#### [Materials provided]
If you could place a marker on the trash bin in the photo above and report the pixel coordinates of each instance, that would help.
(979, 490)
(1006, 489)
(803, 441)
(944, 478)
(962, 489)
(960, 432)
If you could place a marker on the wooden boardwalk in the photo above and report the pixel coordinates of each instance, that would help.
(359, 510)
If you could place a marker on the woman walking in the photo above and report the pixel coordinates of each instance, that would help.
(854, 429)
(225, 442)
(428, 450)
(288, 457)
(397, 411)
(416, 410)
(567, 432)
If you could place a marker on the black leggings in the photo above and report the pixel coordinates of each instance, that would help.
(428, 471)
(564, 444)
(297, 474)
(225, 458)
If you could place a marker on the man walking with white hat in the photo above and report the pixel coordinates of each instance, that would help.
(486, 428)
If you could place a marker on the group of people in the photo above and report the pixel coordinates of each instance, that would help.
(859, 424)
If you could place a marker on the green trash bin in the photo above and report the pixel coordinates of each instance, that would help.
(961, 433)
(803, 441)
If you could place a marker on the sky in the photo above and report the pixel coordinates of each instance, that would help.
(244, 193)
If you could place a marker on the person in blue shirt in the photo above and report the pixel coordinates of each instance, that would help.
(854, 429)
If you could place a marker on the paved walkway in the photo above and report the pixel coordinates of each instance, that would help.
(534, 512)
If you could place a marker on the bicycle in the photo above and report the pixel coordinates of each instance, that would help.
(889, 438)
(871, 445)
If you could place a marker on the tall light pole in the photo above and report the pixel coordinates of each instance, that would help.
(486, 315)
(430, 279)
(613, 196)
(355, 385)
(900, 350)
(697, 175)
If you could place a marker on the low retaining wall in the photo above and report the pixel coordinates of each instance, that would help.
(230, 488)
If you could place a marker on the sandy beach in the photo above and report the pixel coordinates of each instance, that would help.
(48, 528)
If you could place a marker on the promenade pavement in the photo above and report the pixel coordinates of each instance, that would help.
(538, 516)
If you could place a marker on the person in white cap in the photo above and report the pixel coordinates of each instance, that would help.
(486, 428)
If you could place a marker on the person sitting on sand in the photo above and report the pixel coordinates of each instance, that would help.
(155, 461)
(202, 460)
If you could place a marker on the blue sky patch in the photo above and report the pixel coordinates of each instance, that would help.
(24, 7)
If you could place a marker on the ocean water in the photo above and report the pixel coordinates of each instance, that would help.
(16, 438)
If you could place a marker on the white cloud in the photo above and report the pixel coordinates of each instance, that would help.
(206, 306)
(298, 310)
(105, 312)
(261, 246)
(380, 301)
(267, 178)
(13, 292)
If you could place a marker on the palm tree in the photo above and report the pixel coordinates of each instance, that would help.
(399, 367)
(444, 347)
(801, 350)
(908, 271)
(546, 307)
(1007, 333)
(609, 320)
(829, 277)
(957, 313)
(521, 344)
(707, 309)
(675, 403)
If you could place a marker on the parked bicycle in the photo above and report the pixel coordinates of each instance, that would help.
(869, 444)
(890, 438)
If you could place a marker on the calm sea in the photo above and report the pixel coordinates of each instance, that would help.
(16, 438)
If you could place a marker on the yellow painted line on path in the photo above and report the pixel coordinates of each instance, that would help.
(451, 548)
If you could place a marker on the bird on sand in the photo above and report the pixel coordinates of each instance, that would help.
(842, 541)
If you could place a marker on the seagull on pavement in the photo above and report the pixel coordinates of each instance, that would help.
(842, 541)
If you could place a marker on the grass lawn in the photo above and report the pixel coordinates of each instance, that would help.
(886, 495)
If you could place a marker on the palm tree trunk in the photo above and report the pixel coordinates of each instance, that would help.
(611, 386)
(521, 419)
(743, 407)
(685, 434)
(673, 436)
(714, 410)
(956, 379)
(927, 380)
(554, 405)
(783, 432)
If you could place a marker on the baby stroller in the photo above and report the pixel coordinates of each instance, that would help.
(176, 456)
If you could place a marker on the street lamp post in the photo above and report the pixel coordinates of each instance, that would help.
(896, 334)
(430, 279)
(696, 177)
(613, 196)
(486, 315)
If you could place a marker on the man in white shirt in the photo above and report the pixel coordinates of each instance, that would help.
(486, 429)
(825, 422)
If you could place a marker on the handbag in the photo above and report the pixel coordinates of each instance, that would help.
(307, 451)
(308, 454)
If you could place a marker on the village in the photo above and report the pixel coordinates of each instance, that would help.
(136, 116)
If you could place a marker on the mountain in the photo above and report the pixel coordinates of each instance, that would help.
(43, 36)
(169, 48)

#### [Exercise description]
Each line above must be reproduced exactly as it stands.

#### [Solution to this exercise]
If you could place a marker on the trash bin in the photo above and report the pixel coordinates of each instance, that would help.
(979, 490)
(1006, 489)
(803, 441)
(944, 478)
(962, 489)
(960, 432)
If you could place a marker on the wooden boardwalk in the photo above and report the pixel coordinates of each instance, that would help.
(359, 510)
If you could place a marker on the woman walking in the photo above and report the pixel coordinates of each instance, that would help.
(854, 429)
(225, 442)
(428, 450)
(288, 457)
(397, 411)
(416, 410)
(567, 432)
If you could place a marker on the black leggings in the photo above and report the pixel coordinates of each instance, that would help.
(428, 471)
(564, 444)
(297, 474)
(225, 458)
If you could place a marker on the man walking with white hat in the photo above and report the pixel coordinates of each instance, that would help.
(486, 428)
If you could place a marker on the group of people in the photo above and report the pixel coordinates of each instance, that would help.
(859, 424)
If you could place a marker on the green trash bin in the photo above and report the pixel coordinates of each instance, that would help.
(961, 433)
(803, 441)
If you could place a marker on the sky in the photo above and report the pixel coordinates of each instance, that would help.
(244, 193)
If you could place a marker on the person in blue shirt in the photo above and report the pixel coordinates of each instance, that would help.
(854, 429)
If you could place a marker on the paved walkway in the photo above and report the pixel coordinates of each instance, that would help.
(534, 512)
If you could place a marker on the bicycle in the photo above and report the pixel coordinates of each instance, that would help.
(889, 438)
(871, 445)
If you could place a marker on the tall light pole in the photo above and report the pixel coordinates of each instance, that would help.
(486, 315)
(430, 279)
(613, 196)
(355, 385)
(900, 350)
(697, 175)
If you could place a marker on the low retaining wall in the photo above and report the pixel coordinates of each instance, that would help.
(230, 488)
If you could place a marker on the sandy beach in the photo above and report the pixel coordinates of each instance, that would help.
(48, 528)
If you could place a marker on the promenade pavement in the photo above and report the pixel coordinates of each instance, that would help.
(538, 516)
If you could place a marker on the person in white cap in the photo above and report the pixel coordinates of each instance, that would help.
(486, 428)
If you could place a marker on the person sitting on sand in the photo above and report the pixel coordinates of each instance, that would help.
(155, 461)
(202, 460)
If you could place a marker on the blue sky patch in the photo above and report the pixel coordinates of each instance, that would help.
(24, 7)
If you could place a marker on the ocean water in the photo above and report the pixel coordinates of each instance, that would help.
(16, 438)
If you could place a marker on the white cloud in the photo above and report the pixel coordinates of each instance, that would help.
(206, 306)
(298, 310)
(105, 312)
(261, 246)
(380, 301)
(267, 178)
(13, 292)
If you could place a marker on the palm tree in the photo above and report the pixel coordinates of each instance, that would help.
(399, 367)
(444, 347)
(801, 350)
(908, 271)
(546, 307)
(1007, 333)
(609, 320)
(829, 277)
(957, 313)
(521, 344)
(707, 309)
(675, 403)
If you could place a marker on the parked bicycle in the photo above and report the pixel coordinates of each instance, that would help.
(869, 444)
(890, 438)
If you could place a marker on the calm sea in the photo above and report the pixel coordinates of each instance, that would help.
(16, 438)
If you could place a marker on the yellow painted line on path in the photo above and report the pixel coordinates of each instance, that would help.
(451, 548)
If you could place a marker on the bird on sand in the photo above and report the pixel coordinates of each instance, that would help.
(842, 541)
If you could place a marker on the seagull on pavement in the photo above and report the pixel coordinates of each instance, that would help.
(842, 541)
If you could place a marker on the grass lawn in the photo above and report the pixel coordinates of each instance, that would help.
(886, 495)
If you could place a marker on the palm tree trunk in the photo above and report the pixel coordinates of each instance, that would help.
(611, 386)
(521, 419)
(743, 407)
(685, 434)
(673, 436)
(714, 410)
(956, 379)
(927, 380)
(554, 405)
(783, 432)
If you could place a marker on the baby stroller in the photo above and report the pixel coordinates of each instance, that would help.
(176, 456)
If you could place a marker on the street lamp post in the photo above and report the pixel coordinates of each instance, that would help.
(896, 334)
(430, 279)
(696, 177)
(613, 196)
(486, 315)
If you could place a marker on the man in white shirt in the photo above and report the pixel coordinates of each instance, that would help.
(486, 429)
(825, 422)
If you could place a marker on the handbag in the photo above and report the pixel coordinates of each instance, that would help.
(307, 451)
(308, 454)
If you could place a marker on the village in the photo above and report the pixel coordinates of each instance, that would help.
(136, 116)
If you could place a marker on the mountain in the photo above and report the pixel coordinates of each instance, that would help.
(43, 36)
(169, 48)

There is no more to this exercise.